The task
Starting with the line that contains "Can you find the shrub" and stopping after the line that contains "Query: sidewalk", return each line below exactly as written, with no others.

━━ Records for processing ━━

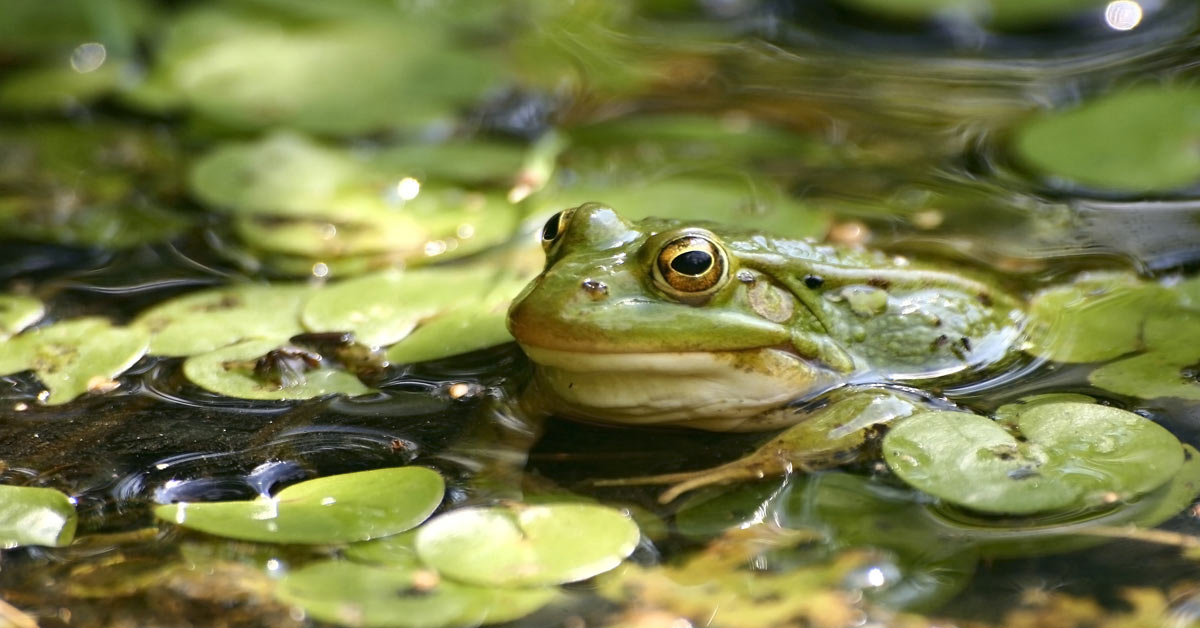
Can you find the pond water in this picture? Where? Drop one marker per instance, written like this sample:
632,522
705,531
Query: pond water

━━━
━━ Records for processing ━━

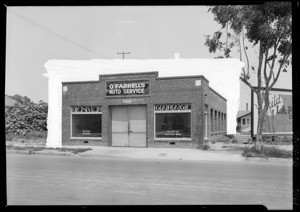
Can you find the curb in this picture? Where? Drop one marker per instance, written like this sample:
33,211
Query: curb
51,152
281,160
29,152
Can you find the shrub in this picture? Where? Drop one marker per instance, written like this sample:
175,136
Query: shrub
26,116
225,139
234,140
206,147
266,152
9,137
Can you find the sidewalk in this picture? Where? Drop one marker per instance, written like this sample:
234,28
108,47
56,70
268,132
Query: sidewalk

━━━

Response to the task
Can you find the shrub in this picture? Where? Drop one marker per instance, written like this sample:
175,136
Query: shrub
26,116
225,139
234,140
206,147
266,152
9,137
Can you find the sidewalk in this picture? Where? Drop one marker per instance, written like this sample:
234,28
108,47
56,70
268,132
Query: sidewalk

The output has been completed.